Über das vergangene Jahrzehnt hinweg habe ich knapp ein Dutzend Mal in deutschen Gerichtssälen gesessen, wenn Streitfälle um Computer-Software verhandelt wurden – sowohl im Zivil- als auch im Strafrecht. Da ging es um Drogenhandel, das Urheberrecht am Linux-Kernel und, in dieser Woche, um einen Programmierer, der eine gravierende Sicherheitslücke schließen wollte. Bei jedem dieser Verfahren wurde deutlich, dass die Vorsitzenden Richter nur ein sehr rudimentäres Verständnis davon hatten, was eigentlich Gegenstand der Verhandlung war. Das führt in der Regel zu Entscheidungen, die Experten auf dem Gebiet kaum nachvollziehen können.

[Quelldaten]
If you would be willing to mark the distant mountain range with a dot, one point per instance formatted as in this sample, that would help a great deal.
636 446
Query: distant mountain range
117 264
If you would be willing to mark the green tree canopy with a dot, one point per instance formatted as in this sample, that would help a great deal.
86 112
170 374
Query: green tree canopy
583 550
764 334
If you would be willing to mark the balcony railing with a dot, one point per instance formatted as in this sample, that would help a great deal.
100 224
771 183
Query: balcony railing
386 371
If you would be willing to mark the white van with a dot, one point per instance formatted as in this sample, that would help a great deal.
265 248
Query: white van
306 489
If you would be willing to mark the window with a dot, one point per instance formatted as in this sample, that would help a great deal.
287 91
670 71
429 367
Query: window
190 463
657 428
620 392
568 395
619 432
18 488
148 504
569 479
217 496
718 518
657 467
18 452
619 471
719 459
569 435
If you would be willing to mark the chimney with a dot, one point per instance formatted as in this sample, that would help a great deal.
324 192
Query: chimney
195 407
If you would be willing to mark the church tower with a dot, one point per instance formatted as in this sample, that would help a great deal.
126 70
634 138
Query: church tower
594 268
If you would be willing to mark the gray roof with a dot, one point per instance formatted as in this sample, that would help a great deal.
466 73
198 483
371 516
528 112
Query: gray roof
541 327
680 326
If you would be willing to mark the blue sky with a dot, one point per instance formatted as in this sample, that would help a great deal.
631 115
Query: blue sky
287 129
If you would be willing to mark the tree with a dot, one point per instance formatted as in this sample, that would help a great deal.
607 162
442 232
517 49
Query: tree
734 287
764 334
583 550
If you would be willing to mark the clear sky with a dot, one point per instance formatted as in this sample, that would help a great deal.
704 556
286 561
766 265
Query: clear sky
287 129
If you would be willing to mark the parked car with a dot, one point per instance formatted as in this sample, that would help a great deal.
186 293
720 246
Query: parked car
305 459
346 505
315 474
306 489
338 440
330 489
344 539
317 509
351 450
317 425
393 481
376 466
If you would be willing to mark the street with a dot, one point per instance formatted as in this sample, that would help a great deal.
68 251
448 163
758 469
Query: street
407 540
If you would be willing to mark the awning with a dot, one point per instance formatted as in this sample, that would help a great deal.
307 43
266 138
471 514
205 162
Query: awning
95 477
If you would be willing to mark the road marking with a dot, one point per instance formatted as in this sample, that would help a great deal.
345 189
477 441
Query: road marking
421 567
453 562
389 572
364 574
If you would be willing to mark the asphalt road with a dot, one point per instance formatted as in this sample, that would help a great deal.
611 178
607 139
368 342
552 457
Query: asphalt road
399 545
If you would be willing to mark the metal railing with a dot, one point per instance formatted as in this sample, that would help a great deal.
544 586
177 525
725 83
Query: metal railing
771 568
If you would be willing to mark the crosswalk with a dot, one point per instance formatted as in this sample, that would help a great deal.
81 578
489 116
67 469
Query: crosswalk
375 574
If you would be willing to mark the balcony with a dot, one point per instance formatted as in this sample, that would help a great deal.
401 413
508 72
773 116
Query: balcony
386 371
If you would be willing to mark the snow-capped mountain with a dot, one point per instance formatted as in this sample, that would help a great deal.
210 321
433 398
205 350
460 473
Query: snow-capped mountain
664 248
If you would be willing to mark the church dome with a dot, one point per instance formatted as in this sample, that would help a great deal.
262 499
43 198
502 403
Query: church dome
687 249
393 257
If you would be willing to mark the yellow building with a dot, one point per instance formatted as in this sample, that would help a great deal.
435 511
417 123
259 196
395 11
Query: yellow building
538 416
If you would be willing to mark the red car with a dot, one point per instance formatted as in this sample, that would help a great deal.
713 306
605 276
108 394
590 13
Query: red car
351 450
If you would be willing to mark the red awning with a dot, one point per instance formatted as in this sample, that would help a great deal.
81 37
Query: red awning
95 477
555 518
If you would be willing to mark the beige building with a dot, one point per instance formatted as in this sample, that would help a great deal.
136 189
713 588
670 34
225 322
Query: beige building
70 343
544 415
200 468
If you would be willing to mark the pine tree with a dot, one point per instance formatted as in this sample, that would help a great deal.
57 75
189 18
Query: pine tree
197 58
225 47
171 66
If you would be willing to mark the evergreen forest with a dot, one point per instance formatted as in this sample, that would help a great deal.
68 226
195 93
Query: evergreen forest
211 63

Zu erledigende Aufgaben:
• A. Fassen Sie den Lesetext in zwei Sätzen zusammen.
• B. Geben Sie die Zeilen der Einträge, beginnend mit der Zeile, die „If you would be willing to mark the evergreen“ enthält, bis einschließlich zum Ende der Einträge als JSON-Liste von Zeichenketten wieder, mit einem Element pro Zeile und ohne Leerzeilen.
Der Lesetext und die Einträge stammen aus voneinander unabhängigen Quellen.

Lösungen der Aufgaben:
• A. Im vergangenen Jahrzehnt wurden knapp ein Dutzend Verfahren an deutschen Gerichten verfolgt, in denen im Zivil- wie im Strafrecht über Computer-Software verhandelt wurde, etwa zu Drogenhandel, zum Urheberrecht am Linux-Kernel und zu einem Programmierer, der eine gravierende Sicherheitslücke schließen wollte. In jedem dieser Verfahren zeigte sich, dass die Vorsitzenden Richter den Gegenstand der Verhandlung nur rudimentär verstanden, was in der Regel zu Entscheidungen führt, die Fachleute kaum nachvollziehen können.

• B.
[
  "If you would be willing to mark the evergreen forest with a dot, one point per instance formatted as in this sample, that would help a great deal.",
  "68 226",
  "195 93",
  "Query: evergreen forest",
  "211 63"
]